* _What to produce_
Pick out every line in the records that contains the string "target", and copy each of those lines.

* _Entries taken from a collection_
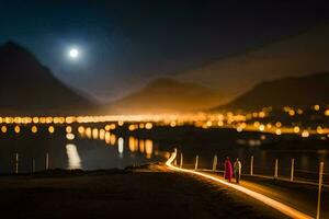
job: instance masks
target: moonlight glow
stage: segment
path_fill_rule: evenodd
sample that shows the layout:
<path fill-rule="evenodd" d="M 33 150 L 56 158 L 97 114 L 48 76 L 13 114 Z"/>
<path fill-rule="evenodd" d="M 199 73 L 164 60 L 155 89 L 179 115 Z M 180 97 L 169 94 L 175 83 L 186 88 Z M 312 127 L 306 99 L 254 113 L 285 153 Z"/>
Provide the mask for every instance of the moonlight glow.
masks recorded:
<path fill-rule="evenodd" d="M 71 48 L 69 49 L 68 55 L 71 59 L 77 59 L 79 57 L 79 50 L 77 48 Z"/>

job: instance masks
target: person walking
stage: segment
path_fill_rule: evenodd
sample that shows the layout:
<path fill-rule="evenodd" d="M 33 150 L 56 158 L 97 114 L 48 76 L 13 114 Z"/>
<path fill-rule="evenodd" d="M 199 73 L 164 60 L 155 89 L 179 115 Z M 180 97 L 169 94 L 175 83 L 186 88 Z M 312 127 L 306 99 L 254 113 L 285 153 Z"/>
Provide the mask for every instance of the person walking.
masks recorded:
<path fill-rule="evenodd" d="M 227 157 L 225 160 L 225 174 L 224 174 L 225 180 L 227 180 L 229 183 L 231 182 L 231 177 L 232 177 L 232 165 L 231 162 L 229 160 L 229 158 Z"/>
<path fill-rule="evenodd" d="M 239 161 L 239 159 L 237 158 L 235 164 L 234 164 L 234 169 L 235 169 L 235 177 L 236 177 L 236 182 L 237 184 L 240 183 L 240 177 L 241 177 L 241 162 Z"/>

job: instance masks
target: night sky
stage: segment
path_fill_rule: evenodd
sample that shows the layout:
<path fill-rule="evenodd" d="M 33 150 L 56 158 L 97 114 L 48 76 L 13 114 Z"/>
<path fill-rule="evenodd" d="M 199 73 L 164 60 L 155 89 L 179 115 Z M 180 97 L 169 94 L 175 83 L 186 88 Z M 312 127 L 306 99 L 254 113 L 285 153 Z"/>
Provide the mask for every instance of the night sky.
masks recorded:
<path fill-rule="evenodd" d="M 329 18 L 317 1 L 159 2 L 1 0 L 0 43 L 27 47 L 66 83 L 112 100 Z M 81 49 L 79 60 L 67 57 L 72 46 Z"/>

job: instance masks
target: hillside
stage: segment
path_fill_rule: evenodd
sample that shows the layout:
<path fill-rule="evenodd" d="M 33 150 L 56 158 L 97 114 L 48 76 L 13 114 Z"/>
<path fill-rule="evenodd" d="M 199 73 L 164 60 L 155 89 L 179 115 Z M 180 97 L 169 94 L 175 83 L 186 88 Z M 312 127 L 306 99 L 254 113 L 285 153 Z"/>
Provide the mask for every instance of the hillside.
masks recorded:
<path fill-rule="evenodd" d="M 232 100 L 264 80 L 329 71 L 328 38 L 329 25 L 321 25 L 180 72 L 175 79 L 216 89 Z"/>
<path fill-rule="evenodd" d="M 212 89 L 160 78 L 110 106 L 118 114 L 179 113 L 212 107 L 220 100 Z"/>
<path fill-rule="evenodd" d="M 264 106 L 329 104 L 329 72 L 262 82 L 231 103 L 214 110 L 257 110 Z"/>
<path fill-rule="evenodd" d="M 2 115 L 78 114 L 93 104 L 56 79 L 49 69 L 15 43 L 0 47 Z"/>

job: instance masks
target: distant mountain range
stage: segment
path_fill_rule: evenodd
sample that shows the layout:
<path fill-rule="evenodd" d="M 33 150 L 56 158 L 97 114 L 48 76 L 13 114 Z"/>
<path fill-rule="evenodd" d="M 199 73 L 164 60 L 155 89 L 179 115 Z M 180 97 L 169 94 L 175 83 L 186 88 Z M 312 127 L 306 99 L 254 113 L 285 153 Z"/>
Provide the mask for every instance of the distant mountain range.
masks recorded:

---

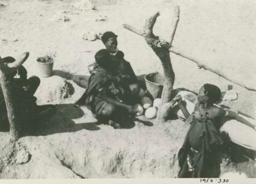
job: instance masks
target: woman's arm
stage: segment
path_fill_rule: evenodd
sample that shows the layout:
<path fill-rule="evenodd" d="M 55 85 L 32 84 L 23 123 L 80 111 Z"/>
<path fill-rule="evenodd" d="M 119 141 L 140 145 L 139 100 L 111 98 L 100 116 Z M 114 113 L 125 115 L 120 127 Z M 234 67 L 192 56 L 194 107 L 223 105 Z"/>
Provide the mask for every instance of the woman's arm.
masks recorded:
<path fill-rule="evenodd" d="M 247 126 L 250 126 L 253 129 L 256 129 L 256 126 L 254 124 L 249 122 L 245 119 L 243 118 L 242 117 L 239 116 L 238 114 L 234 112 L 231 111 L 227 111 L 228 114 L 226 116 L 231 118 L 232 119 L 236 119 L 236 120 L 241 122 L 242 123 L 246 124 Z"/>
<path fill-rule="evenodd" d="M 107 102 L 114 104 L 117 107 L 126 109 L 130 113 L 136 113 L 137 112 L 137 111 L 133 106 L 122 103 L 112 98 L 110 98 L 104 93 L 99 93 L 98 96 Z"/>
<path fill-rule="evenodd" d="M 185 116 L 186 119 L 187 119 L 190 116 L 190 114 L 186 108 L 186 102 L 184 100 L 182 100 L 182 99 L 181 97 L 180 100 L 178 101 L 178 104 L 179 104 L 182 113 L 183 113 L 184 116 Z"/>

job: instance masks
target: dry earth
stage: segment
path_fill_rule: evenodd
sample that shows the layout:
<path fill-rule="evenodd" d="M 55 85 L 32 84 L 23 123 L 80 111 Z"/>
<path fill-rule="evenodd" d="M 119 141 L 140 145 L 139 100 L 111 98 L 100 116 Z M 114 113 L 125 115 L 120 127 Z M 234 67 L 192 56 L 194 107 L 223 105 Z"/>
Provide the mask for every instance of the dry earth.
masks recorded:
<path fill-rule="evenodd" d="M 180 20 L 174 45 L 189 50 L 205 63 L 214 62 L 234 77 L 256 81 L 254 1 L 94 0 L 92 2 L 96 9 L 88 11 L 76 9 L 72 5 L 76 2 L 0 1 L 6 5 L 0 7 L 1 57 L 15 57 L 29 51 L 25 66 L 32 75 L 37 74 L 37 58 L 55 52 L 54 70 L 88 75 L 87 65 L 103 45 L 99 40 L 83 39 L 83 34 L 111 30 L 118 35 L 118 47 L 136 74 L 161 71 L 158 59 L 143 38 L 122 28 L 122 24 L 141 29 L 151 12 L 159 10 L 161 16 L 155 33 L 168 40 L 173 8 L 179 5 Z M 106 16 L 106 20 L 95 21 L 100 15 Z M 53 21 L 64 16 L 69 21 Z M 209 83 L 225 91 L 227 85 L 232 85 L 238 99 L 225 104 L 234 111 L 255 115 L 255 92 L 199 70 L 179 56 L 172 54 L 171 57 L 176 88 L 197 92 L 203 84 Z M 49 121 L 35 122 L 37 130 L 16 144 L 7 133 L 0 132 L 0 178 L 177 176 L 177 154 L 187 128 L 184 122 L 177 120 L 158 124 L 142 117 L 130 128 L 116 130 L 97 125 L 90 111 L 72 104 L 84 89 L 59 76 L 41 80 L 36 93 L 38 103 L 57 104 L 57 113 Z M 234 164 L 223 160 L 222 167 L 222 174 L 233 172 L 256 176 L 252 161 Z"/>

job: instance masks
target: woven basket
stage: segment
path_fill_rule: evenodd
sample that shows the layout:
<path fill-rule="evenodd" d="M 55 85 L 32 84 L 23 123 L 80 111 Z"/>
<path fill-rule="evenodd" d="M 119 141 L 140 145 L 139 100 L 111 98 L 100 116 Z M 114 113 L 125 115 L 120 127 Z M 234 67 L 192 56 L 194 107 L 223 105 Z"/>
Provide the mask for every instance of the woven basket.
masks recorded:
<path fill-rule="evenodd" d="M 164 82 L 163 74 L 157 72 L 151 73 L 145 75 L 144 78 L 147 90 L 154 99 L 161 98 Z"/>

--

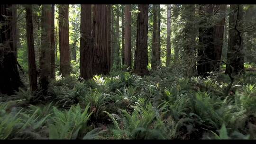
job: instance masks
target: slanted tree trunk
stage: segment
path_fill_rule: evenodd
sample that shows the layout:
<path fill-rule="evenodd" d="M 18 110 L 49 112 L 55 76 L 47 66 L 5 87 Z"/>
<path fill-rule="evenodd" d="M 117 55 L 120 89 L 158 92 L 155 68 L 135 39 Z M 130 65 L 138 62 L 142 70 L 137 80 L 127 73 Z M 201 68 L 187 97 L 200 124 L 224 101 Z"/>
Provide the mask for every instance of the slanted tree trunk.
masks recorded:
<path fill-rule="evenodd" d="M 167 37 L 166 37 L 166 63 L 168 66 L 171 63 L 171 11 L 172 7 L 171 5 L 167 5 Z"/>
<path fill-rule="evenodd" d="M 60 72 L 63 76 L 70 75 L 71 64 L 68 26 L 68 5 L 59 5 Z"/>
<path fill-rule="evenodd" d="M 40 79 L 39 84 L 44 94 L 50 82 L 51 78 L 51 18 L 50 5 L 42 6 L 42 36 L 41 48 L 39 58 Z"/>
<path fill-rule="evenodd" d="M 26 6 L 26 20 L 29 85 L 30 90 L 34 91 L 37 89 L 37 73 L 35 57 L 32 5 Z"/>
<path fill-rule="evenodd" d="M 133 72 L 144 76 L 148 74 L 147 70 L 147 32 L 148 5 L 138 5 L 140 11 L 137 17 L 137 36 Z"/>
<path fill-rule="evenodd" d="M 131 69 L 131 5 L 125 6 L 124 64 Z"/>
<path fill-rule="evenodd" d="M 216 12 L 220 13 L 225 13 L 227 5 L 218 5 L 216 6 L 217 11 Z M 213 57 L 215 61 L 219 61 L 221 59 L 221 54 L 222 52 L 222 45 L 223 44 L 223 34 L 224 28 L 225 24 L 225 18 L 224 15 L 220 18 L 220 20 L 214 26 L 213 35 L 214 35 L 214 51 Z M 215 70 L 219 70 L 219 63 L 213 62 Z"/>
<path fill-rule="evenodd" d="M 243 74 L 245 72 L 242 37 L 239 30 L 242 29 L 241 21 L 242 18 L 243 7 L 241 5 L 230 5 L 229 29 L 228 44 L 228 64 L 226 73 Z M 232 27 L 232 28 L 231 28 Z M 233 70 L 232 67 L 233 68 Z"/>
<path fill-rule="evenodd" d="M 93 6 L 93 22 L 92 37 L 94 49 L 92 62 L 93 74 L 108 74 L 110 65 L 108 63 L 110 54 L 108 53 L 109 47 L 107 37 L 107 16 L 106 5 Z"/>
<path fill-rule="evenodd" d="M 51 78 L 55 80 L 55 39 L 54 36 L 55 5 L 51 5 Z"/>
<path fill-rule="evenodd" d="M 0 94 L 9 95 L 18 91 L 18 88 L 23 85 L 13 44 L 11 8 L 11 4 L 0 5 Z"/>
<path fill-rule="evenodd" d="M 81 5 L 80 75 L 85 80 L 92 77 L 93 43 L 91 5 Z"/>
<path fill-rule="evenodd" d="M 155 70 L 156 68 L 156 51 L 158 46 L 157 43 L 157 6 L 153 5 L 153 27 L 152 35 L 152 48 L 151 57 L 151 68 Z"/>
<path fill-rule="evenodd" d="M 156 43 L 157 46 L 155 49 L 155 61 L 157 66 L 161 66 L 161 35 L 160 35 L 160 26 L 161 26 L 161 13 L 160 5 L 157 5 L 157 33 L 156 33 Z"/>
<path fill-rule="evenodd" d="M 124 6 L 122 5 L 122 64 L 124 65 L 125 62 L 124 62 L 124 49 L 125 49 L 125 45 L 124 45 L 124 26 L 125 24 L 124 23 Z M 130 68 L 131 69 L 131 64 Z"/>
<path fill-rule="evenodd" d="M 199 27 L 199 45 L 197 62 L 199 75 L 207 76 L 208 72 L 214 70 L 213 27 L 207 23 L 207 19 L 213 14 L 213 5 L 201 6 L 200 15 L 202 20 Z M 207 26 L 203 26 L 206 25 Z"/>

* _Written solution_
target: moonlight glow
target: person walking
target: night sky
target: hillside
target: distant mountain range
target: woman's arm
target: dry earth
target: woven basket
target: slanted tree trunk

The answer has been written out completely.